_Exercise task_. Count the lines below that contain the word "stadium" and give only that number.
-- START OF Records for this task --
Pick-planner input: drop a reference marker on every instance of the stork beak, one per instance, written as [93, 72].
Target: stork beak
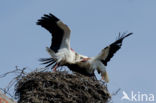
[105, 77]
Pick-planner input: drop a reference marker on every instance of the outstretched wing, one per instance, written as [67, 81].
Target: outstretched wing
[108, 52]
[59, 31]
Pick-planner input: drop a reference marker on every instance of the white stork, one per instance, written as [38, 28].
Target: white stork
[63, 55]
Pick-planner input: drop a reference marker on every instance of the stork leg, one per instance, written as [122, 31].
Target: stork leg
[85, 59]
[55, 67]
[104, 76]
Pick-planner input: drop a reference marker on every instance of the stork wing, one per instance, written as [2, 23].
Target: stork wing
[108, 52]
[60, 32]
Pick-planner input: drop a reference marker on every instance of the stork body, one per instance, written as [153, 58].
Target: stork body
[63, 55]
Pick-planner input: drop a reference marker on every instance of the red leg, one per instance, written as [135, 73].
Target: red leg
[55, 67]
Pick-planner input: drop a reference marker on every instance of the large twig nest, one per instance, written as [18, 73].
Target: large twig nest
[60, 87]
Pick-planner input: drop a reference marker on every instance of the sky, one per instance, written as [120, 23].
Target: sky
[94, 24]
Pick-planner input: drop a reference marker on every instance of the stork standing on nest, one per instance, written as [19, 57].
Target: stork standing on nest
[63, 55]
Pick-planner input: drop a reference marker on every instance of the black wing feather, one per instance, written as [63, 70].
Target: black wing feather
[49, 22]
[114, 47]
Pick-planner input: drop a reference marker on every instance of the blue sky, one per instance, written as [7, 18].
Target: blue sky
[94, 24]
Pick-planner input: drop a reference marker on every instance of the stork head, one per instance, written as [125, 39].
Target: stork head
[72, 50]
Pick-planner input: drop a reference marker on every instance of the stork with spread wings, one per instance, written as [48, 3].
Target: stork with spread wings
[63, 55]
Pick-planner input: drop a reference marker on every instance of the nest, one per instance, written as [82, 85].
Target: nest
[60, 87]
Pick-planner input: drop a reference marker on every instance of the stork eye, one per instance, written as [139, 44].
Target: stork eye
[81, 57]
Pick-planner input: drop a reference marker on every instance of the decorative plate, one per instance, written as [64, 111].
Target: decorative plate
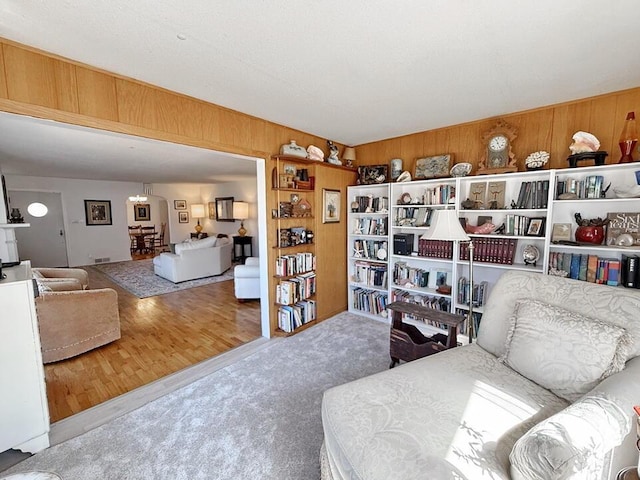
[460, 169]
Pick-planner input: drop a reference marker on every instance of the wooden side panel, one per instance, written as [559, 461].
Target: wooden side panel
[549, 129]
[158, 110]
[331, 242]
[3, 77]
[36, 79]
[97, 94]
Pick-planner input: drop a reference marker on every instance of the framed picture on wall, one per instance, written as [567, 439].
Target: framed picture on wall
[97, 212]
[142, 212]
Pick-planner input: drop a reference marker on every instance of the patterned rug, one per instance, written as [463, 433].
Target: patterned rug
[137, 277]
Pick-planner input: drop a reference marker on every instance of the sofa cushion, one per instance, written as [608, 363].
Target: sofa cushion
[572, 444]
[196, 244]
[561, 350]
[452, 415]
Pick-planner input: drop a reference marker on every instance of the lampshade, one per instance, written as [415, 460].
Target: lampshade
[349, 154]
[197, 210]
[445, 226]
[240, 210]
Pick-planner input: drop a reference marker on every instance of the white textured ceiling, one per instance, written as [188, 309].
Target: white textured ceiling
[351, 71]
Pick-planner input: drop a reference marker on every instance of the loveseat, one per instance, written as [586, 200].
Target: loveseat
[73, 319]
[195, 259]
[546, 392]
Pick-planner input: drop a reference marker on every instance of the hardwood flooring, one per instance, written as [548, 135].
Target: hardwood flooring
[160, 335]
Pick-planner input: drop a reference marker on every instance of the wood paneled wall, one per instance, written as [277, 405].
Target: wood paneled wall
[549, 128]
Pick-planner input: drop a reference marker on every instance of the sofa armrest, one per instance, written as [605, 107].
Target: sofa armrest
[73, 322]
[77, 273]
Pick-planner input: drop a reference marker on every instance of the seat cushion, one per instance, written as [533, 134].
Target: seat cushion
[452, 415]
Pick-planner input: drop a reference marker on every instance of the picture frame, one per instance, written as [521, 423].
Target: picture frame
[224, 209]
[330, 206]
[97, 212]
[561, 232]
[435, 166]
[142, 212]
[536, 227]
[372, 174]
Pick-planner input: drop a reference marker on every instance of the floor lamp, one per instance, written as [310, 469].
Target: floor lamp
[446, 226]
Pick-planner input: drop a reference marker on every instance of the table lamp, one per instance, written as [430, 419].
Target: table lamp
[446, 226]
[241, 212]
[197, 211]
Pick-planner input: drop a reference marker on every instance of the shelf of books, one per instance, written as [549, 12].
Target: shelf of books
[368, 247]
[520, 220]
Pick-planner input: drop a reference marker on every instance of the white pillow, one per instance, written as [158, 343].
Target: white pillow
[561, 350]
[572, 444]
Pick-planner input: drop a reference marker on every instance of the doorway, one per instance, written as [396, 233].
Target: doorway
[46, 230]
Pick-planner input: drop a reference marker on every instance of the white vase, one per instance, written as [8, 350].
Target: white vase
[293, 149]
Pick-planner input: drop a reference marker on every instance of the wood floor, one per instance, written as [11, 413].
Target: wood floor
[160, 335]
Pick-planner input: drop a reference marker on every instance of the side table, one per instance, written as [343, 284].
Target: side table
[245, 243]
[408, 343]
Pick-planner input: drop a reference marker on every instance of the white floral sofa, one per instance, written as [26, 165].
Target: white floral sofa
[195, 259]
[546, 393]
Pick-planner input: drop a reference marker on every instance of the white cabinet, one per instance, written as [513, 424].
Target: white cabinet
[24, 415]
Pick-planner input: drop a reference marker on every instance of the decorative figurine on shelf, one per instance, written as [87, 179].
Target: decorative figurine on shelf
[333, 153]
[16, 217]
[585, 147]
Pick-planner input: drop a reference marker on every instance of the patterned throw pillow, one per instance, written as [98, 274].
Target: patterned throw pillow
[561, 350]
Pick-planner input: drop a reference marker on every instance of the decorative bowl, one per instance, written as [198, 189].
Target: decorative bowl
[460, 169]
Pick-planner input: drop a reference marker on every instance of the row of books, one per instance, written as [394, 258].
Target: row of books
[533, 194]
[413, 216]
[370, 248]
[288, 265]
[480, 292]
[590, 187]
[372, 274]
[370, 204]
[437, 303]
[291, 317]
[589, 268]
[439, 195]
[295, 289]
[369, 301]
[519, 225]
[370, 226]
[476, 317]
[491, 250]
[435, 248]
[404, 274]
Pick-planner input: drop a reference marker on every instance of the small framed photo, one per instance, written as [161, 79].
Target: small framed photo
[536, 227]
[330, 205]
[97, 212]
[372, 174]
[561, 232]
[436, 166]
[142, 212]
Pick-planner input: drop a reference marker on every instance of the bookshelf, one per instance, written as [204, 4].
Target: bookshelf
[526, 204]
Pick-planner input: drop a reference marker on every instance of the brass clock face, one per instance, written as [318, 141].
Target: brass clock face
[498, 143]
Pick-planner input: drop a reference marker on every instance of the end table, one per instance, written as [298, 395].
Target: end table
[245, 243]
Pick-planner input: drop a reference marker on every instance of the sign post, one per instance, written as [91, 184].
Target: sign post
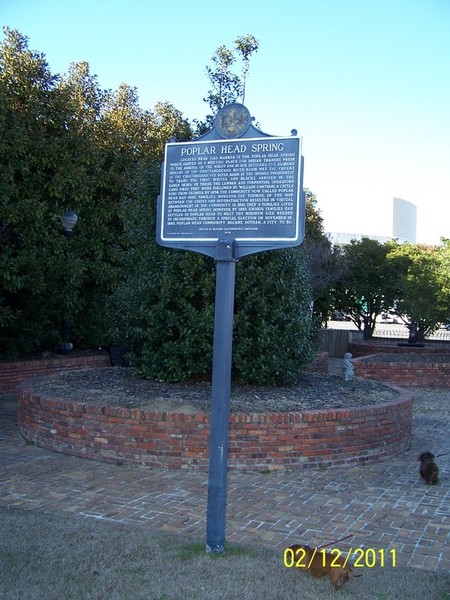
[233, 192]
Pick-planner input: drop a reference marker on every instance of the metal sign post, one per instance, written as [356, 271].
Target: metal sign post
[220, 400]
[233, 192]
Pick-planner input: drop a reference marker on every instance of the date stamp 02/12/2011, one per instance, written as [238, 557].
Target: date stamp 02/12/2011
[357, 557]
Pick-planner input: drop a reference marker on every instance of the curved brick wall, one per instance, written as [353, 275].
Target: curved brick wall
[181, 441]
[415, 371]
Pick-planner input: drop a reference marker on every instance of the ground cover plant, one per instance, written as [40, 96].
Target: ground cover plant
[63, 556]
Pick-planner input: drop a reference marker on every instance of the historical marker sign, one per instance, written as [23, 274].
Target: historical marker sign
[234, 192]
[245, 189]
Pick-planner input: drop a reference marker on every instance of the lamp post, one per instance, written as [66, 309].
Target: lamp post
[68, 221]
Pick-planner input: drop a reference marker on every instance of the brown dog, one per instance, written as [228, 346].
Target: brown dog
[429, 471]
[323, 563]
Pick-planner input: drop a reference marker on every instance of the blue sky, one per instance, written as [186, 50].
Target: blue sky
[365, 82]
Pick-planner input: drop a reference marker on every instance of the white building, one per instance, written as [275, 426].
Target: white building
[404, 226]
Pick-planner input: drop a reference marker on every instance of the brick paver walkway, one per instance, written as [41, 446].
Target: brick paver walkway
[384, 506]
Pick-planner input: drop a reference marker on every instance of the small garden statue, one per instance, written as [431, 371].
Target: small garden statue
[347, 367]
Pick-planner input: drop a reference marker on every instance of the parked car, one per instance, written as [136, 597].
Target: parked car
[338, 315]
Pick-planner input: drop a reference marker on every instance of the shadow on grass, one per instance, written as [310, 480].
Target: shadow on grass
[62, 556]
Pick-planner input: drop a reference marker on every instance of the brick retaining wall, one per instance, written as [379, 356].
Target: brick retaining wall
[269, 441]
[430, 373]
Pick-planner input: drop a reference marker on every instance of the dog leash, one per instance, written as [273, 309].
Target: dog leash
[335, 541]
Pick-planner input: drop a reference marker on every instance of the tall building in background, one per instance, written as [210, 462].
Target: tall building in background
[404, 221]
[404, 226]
-- END OF Records for this task --
-- START OF Records for this task --
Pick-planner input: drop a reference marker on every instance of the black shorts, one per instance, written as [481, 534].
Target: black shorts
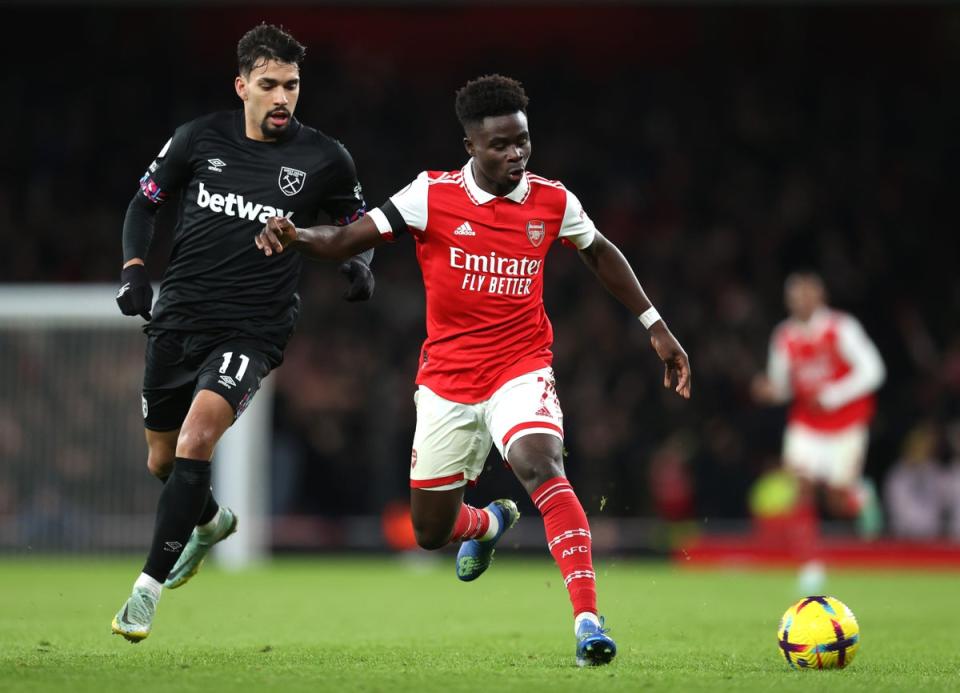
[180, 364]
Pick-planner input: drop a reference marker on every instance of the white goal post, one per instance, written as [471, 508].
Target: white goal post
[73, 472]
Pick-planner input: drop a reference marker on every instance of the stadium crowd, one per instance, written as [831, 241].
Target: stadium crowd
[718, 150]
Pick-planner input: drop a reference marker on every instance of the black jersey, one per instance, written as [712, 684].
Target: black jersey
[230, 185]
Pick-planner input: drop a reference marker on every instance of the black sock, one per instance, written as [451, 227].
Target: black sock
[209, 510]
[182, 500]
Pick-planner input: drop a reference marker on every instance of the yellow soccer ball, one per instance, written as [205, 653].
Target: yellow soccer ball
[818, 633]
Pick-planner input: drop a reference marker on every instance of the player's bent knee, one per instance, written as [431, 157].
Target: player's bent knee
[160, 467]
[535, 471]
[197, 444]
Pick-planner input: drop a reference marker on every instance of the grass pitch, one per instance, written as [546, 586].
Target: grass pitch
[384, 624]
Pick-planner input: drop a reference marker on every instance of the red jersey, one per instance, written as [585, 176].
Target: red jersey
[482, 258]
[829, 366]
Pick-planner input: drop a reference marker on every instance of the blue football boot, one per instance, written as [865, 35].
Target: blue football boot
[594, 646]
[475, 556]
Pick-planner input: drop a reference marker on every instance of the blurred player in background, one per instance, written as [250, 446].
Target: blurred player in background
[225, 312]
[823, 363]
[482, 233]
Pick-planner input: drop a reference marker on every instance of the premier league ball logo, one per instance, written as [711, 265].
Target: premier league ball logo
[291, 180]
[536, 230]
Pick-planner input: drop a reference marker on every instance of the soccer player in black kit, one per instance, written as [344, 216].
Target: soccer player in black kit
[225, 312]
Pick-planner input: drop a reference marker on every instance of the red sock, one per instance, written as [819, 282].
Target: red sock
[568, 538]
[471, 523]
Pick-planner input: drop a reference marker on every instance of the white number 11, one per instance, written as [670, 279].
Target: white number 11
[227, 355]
-- END OF Records for this task --
_The response_. 2